■ Problem to work on ■
Copy out the part that opens with the line containing "query: the noun phrase to segment: <item>woven" and closes with the line containing "POLYGON ((245 252, 249", substituting "boundary" for "outline" and leaving everything else as it is.

■ Material for the task ■
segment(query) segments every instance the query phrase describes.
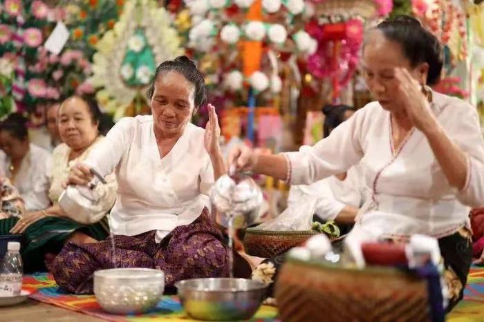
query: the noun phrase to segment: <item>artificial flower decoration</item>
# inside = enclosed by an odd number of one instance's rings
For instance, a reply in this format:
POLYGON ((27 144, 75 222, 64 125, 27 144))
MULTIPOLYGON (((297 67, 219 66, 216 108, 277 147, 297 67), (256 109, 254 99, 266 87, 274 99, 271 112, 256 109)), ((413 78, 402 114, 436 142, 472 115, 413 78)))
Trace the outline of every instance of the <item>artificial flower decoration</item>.
POLYGON ((24 42, 29 47, 35 48, 42 43, 42 32, 37 28, 27 28, 24 32, 24 42))
POLYGON ((131 66, 131 64, 125 63, 121 68, 121 77, 126 81, 133 77, 133 73, 134 70, 133 70, 133 67, 131 66))
POLYGON ((250 40, 261 41, 266 36, 266 28, 261 21, 250 21, 245 25, 245 35, 250 40))
POLYGON ((230 72, 225 80, 225 88, 232 92, 242 89, 243 84, 243 75, 239 70, 230 72))
POLYGON ((147 84, 151 80, 151 70, 148 66, 142 66, 136 70, 136 79, 143 84, 147 84))
POLYGON ((286 6, 292 14, 299 14, 304 10, 304 1, 303 0, 288 0, 286 6))
POLYGON ((317 46, 317 41, 313 39, 309 34, 304 30, 299 31, 294 34, 292 38, 296 43, 297 50, 301 52, 308 52, 310 51, 310 50, 312 49, 311 46, 314 46, 313 43, 315 43, 316 46, 317 46))
POLYGON ((240 8, 249 8, 254 3, 254 0, 234 0, 235 4, 240 8))
POLYGON ((190 13, 194 16, 203 16, 208 11, 207 0, 194 0, 187 3, 190 13))
POLYGON ((210 6, 214 9, 221 9, 225 6, 225 0, 209 0, 210 6))
POLYGON ((145 39, 138 34, 132 36, 128 41, 129 49, 135 52, 140 52, 145 48, 145 39))
POLYGON ((262 72, 254 72, 249 77, 249 83, 257 92, 263 92, 269 87, 269 79, 262 72))
POLYGON ((32 3, 32 13, 38 19, 45 19, 48 14, 48 8, 40 0, 35 0, 32 3))
POLYGON ((52 73, 52 78, 53 78, 55 81, 59 80, 62 78, 63 76, 64 72, 62 71, 62 70, 57 70, 52 73))
POLYGON ((12 30, 8 25, 0 25, 0 44, 7 43, 12 39, 12 30))
POLYGON ((6 0, 5 12, 12 17, 18 17, 22 11, 22 1, 20 0, 6 0))
POLYGON ((276 43, 283 43, 288 38, 288 32, 283 26, 279 23, 271 25, 268 30, 269 39, 276 43))
POLYGON ((262 0, 262 8, 268 13, 277 12, 281 8, 281 0, 262 0))
POLYGON ((59 90, 53 87, 46 88, 45 98, 48 99, 59 99, 60 93, 59 90))
POLYGON ((281 92, 282 90, 282 80, 281 77, 274 74, 270 77, 270 91, 274 94, 281 92))
POLYGON ((220 37, 222 41, 230 45, 236 43, 239 41, 240 35, 241 32, 239 28, 234 24, 224 26, 220 32, 220 37))

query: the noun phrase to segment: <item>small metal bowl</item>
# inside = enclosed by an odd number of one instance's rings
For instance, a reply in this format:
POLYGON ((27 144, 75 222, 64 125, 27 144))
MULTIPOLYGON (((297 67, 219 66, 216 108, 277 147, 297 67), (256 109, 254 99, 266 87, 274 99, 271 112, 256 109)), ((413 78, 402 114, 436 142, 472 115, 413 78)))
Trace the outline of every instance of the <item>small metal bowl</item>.
POLYGON ((262 283, 245 279, 194 279, 175 283, 185 310, 198 320, 252 318, 266 295, 262 283))
POLYGON ((143 313, 156 307, 165 290, 165 273, 150 268, 115 268, 94 273, 94 294, 106 311, 143 313))

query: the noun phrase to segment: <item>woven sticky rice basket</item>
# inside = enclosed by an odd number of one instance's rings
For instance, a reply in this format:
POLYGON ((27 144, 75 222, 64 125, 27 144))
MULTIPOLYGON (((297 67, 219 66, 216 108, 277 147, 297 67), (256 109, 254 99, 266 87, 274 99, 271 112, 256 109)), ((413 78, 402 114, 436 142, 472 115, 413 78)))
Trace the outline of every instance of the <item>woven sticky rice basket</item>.
POLYGON ((430 321, 427 282, 392 268, 364 270, 289 259, 275 285, 284 322, 430 321))
POLYGON ((245 252, 249 255, 270 258, 281 255, 317 234, 320 232, 315 230, 285 232, 248 228, 243 244, 245 252))

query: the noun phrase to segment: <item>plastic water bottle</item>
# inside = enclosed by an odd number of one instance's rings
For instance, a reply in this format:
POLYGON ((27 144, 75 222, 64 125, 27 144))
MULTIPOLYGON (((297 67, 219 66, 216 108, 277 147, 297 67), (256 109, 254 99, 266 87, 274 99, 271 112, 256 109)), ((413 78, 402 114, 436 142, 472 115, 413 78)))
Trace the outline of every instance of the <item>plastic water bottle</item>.
POLYGON ((3 257, 0 274, 0 296, 20 295, 24 265, 20 256, 20 243, 10 241, 3 257))

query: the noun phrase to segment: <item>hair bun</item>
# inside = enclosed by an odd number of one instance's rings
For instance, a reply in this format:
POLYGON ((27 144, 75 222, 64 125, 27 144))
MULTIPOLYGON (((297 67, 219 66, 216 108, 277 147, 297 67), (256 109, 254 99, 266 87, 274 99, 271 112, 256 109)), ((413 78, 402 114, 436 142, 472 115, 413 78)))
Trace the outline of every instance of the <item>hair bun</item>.
POLYGON ((189 58, 188 58, 187 57, 186 57, 185 55, 178 56, 175 59, 175 61, 179 61, 180 63, 191 65, 196 68, 196 64, 195 63, 195 62, 189 58))

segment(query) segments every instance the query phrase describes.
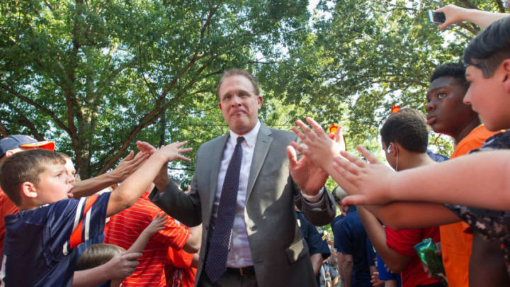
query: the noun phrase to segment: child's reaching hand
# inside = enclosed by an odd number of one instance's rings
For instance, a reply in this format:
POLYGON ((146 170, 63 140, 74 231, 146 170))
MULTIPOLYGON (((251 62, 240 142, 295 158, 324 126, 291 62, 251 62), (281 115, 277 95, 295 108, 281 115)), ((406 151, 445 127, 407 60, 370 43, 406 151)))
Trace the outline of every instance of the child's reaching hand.
POLYGON ((181 148, 187 143, 187 140, 183 142, 172 142, 169 145, 162 146, 159 150, 156 150, 154 153, 160 154, 160 155, 166 159, 168 162, 171 162, 174 159, 182 159, 189 162, 189 158, 181 154, 181 153, 189 152, 193 150, 191 147, 181 148))

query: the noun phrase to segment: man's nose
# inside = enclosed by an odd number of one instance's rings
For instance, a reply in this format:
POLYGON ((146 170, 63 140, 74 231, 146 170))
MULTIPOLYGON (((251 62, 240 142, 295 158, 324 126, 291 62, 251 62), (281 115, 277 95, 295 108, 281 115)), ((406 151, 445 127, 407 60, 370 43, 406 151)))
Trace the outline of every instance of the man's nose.
POLYGON ((234 95, 232 101, 230 101, 230 105, 232 106, 237 106, 241 104, 241 97, 238 95, 234 95))
POLYGON ((436 103, 434 102, 434 101, 430 101, 429 103, 427 103, 426 106, 425 106, 425 111, 426 111, 427 113, 435 109, 436 103))

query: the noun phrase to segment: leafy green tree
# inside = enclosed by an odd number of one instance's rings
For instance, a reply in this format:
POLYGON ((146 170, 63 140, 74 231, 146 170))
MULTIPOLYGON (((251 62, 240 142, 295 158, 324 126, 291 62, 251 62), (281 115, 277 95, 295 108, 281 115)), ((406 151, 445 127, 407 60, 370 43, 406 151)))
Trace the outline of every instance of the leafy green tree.
POLYGON ((307 21, 307 4, 2 1, 0 133, 55 139, 84 178, 111 168, 136 140, 196 135, 196 146, 225 130, 208 115, 219 75, 271 64, 273 47, 307 21))

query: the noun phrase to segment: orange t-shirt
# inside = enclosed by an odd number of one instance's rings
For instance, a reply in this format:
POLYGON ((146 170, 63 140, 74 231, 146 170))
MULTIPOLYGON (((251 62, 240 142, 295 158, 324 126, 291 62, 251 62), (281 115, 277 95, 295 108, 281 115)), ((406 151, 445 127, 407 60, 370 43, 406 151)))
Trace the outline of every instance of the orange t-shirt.
MULTIPOLYGON (((471 130, 457 145, 450 159, 468 154, 482 147, 485 140, 499 132, 490 132, 482 125, 471 130)), ((439 227, 443 264, 450 287, 469 286, 469 261, 472 235, 465 222, 439 227)))
POLYGON ((191 266, 193 254, 169 247, 166 256, 166 287, 193 287, 196 268, 191 266))
POLYGON ((8 199, 7 195, 0 188, 0 255, 4 249, 4 238, 5 237, 5 221, 4 218, 18 213, 18 207, 8 199))

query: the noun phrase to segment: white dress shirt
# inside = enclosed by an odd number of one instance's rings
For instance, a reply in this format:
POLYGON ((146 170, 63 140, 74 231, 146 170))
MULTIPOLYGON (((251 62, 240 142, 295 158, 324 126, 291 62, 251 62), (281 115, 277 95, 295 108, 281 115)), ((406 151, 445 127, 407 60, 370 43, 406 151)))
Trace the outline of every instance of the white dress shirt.
MULTIPOLYGON (((253 265, 251 252, 248 242, 248 233, 246 233, 246 224, 244 223, 244 206, 246 204, 248 178, 251 167, 251 159, 253 159, 255 143, 256 142, 260 127, 260 121, 257 121, 255 127, 249 133, 242 135, 244 140, 241 144, 243 155, 239 173, 239 191, 237 191, 237 206, 234 216, 234 225, 232 226, 232 234, 230 239, 230 249, 227 258, 227 267, 240 268, 253 265)), ((220 205, 222 189, 223 188, 223 181, 225 181, 227 169, 230 163, 234 149, 237 142, 237 137, 239 137, 239 135, 230 130, 229 139, 223 150, 218 174, 217 188, 216 188, 216 195, 212 206, 212 222, 215 222, 217 217, 217 209, 220 205)), ((215 225, 211 225, 212 228, 214 228, 215 225)))

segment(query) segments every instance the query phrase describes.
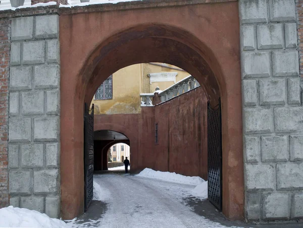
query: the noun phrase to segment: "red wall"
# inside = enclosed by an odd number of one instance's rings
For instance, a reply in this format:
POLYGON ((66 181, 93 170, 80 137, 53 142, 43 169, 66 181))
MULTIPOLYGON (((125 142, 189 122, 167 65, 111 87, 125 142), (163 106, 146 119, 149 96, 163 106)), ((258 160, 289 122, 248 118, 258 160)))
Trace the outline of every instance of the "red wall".
MULTIPOLYGON (((130 140, 132 170, 149 167, 206 179, 207 100, 199 87, 156 106, 142 107, 140 113, 95 115, 95 126, 103 123, 123 126, 137 138, 136 145, 130 140)), ((120 132, 129 137, 121 130, 120 132)))

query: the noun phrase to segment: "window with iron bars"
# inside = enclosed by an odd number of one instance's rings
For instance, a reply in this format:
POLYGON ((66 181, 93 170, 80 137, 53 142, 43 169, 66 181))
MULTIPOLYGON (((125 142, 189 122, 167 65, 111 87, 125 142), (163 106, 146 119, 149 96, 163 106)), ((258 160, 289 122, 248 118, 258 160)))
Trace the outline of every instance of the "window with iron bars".
POLYGON ((98 88, 95 93, 95 100, 113 99, 113 75, 111 75, 98 88))
POLYGON ((158 135, 158 123, 155 124, 155 144, 159 144, 158 135))

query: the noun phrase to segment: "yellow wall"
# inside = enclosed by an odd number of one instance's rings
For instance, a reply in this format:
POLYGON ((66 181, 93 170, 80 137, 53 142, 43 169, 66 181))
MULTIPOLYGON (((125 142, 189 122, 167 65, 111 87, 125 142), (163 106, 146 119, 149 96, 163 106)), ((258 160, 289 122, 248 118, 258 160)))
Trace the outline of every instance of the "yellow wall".
POLYGON ((170 69, 150 64, 140 64, 119 70, 113 74, 113 99, 93 100, 94 114, 135 113, 141 111, 140 93, 153 93, 159 86, 161 90, 172 85, 173 82, 149 83, 147 75, 152 73, 177 72, 176 82, 187 77, 189 74, 180 68, 165 64, 176 69, 170 69))

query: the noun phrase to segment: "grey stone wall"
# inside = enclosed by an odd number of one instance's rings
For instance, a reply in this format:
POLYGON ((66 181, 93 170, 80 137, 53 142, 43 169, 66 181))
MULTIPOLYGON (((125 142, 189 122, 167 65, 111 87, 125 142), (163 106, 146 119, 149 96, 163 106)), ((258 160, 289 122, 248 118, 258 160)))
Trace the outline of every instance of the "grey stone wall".
POLYGON ((60 213, 59 16, 12 20, 9 121, 10 204, 60 213))
POLYGON ((303 218, 294 0, 240 0, 245 217, 303 218))

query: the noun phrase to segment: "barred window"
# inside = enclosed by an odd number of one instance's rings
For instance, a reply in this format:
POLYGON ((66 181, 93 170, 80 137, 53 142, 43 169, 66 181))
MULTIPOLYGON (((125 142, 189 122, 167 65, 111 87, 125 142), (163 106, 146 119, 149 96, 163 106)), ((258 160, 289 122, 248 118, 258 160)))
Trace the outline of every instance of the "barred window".
POLYGON ((155 144, 159 144, 158 141, 158 123, 156 123, 155 125, 155 144))
POLYGON ((95 100, 113 99, 113 75, 106 80, 95 93, 95 100))

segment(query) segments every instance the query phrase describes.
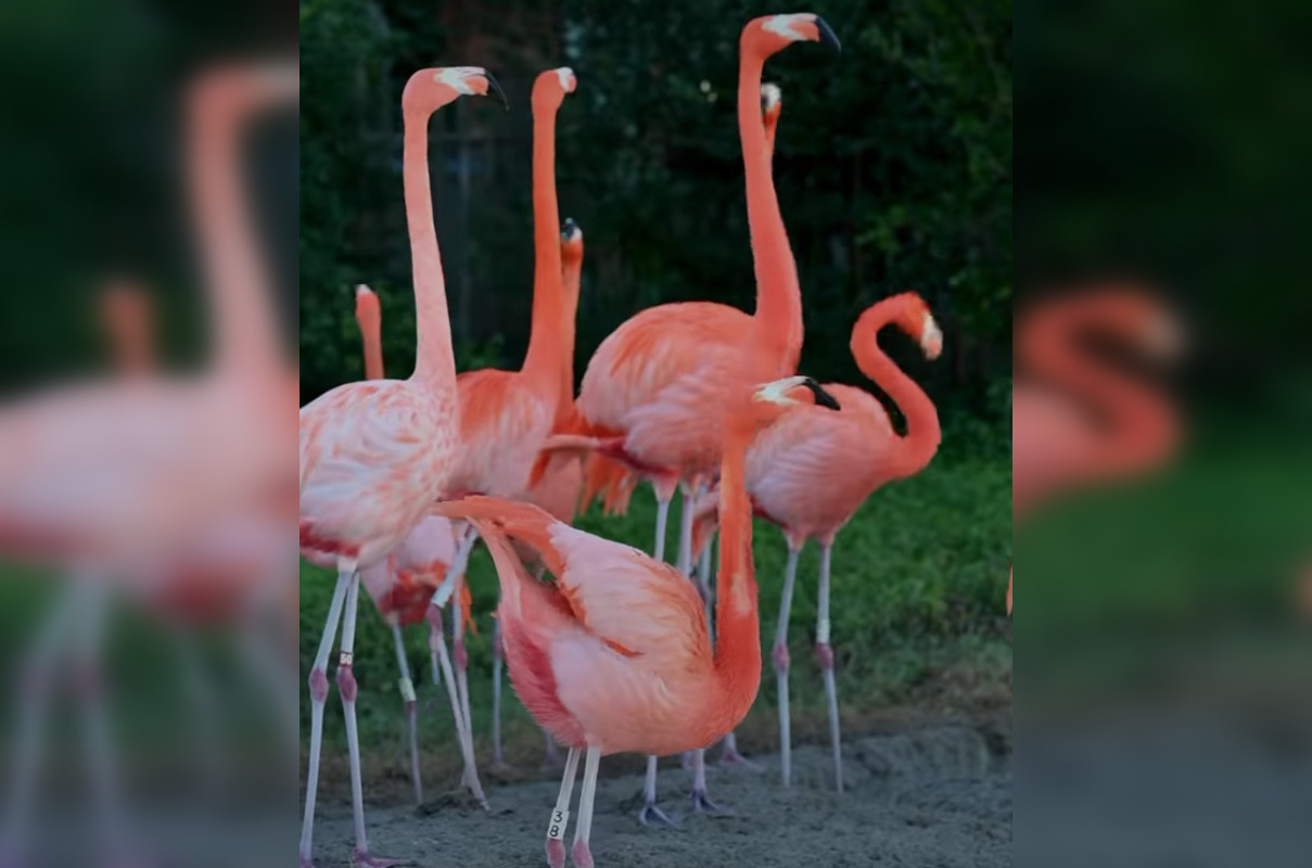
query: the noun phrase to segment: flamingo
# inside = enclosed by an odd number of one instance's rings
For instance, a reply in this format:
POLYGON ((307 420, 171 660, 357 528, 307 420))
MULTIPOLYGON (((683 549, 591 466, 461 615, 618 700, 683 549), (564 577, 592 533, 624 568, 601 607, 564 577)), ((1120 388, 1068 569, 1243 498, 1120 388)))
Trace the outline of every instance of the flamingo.
MULTIPOLYGON (((794 42, 838 39, 812 13, 753 18, 739 41, 739 135, 747 178, 748 226, 756 274, 756 313, 708 302, 647 308, 613 332, 592 357, 576 401, 577 424, 554 437, 548 450, 596 450, 656 489, 656 544, 664 560, 665 527, 674 489, 684 489, 677 566, 691 572, 691 505, 714 479, 720 431, 731 392, 748 365, 749 382, 796 371, 802 353, 802 294, 796 264, 770 177, 761 117, 765 60, 794 42)), ((539 459, 539 467, 543 459, 539 459)), ((639 821, 673 826, 657 805, 656 758, 647 760, 639 821)), ((706 795, 705 760, 693 759, 693 810, 720 813, 706 795)))
MULTIPOLYGON (((562 288, 564 291, 564 328, 562 341, 568 347, 560 368, 560 396, 556 404, 556 425, 568 425, 573 413, 573 333, 575 313, 579 308, 579 288, 583 281, 583 229, 565 218, 560 228, 562 288), (564 420, 562 422, 562 420, 564 420)), ((583 488, 583 465, 577 456, 552 455, 541 480, 533 484, 525 501, 541 506, 565 524, 572 524, 579 511, 579 493, 583 488)), ((492 635, 492 764, 504 766, 501 749, 501 670, 505 656, 501 652, 501 625, 493 623, 492 635)), ((551 733, 544 733, 548 766, 559 766, 563 759, 551 733)))
MULTIPOLYGON (((533 330, 520 371, 483 368, 457 378, 459 467, 451 479, 453 493, 523 498, 538 448, 551 433, 559 404, 567 400, 560 389, 565 366, 572 370, 575 312, 562 288, 555 131, 556 113, 576 87, 568 67, 542 72, 533 84, 533 330)), ((464 573, 475 539, 472 531, 463 535, 447 578, 433 595, 433 616, 458 590, 457 577, 464 573)), ((451 620, 457 686, 468 720, 468 654, 459 594, 451 604, 451 620)), ((492 641, 496 648, 495 636, 492 641)))
MULTIPOLYGON (((825 383, 842 412, 815 413, 794 408, 762 431, 748 452, 747 489, 757 515, 783 530, 789 561, 773 658, 779 688, 779 763, 783 785, 792 781, 789 720, 789 614, 798 572, 798 556, 807 540, 820 544, 820 589, 816 603, 816 657, 824 677, 829 708, 834 787, 842 792, 842 742, 838 736, 838 695, 829 644, 829 568, 834 538, 861 505, 886 484, 925 469, 939 443, 938 413, 921 388, 879 350, 879 330, 896 325, 914 337, 930 359, 942 351, 943 336, 929 307, 914 292, 884 299, 867 308, 851 329, 851 355, 862 374, 874 380, 907 417, 907 435, 899 437, 883 405, 869 392, 825 383)), ((694 547, 708 538, 718 494, 694 510, 694 547)), ((732 743, 729 745, 729 747, 732 743)))
MULTIPOLYGON (((356 287, 356 323, 359 325, 365 347, 365 379, 380 380, 383 379, 382 307, 378 295, 365 285, 356 287)), ((395 552, 386 560, 362 569, 359 576, 361 583, 378 608, 378 614, 382 615, 392 632, 396 665, 400 670, 398 687, 401 701, 405 704, 405 720, 409 726, 411 784, 415 789, 416 805, 424 801, 424 784, 419 771, 419 698, 415 694, 415 681, 411 678, 401 631, 415 624, 422 624, 428 618, 429 601, 455 560, 455 526, 440 515, 428 515, 398 545, 395 552)), ((468 611, 467 603, 466 611, 468 611)), ((483 795, 474 758, 474 740, 468 732, 470 722, 464 719, 461 707, 459 692, 451 671, 451 658, 446 652, 446 640, 442 636, 441 618, 429 621, 428 645, 433 658, 433 682, 436 684, 445 678, 447 696, 451 700, 455 737, 464 760, 464 784, 487 810, 487 797, 483 795), (441 673, 441 678, 438 673, 441 673)))
POLYGON ((1029 383, 1012 392, 1013 519, 1059 493, 1144 473, 1178 443, 1169 401, 1092 358, 1080 347, 1086 333, 1119 340, 1157 361, 1176 358, 1182 344, 1174 316, 1138 287, 1085 288, 1025 316, 1021 362, 1050 385, 1029 383))
POLYGON ((346 717, 354 860, 395 864, 369 852, 365 833, 357 686, 352 674, 359 569, 386 559, 450 490, 459 451, 461 408, 446 308, 446 285, 433 226, 428 174, 428 121, 461 96, 505 96, 482 67, 421 69, 401 94, 405 127, 403 170, 405 216, 415 271, 419 346, 407 380, 340 385, 300 409, 300 551, 314 564, 336 566, 337 586, 310 673, 311 730, 300 865, 314 864, 315 796, 328 699, 328 656, 342 623, 337 687, 346 717))
MULTIPOLYGON (((748 366, 744 366, 747 368, 748 366)), ((687 577, 635 548, 593 536, 543 510, 496 498, 442 503, 440 514, 478 527, 501 583, 497 618, 510 681, 538 722, 569 747, 547 831, 547 863, 565 861, 564 834, 579 758, 586 754, 573 863, 592 868, 592 814, 602 755, 668 755, 705 747, 747 715, 761 683, 761 629, 752 568, 752 514, 744 454, 787 408, 812 400, 837 409, 815 380, 741 387, 722 427, 719 640, 687 577), (552 582, 529 576, 512 543, 546 562, 552 582)))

■ Exercise output ■
query: the noun phrase to segment: <item>woven sticky rice basket</item>
# inside = enclosed by an odd number of one instance's rings
For instance, a reply in this format:
POLYGON ((27 144, 75 222, 64 125, 27 144))
MULTIPOLYGON (((297 67, 219 66, 216 108, 277 147, 297 67), (256 109, 254 99, 266 87, 274 99, 271 112, 256 109)), ((413 78, 402 114, 436 142, 472 115, 413 78)))
Trace the boundary of every instance of the <item>woven sticky rice basket</item>.
POLYGON ((430 321, 427 282, 392 268, 364 270, 289 259, 275 285, 284 322, 430 321))
POLYGON ((245 252, 249 255, 270 258, 281 255, 317 234, 320 232, 315 230, 285 232, 248 228, 243 244, 245 252))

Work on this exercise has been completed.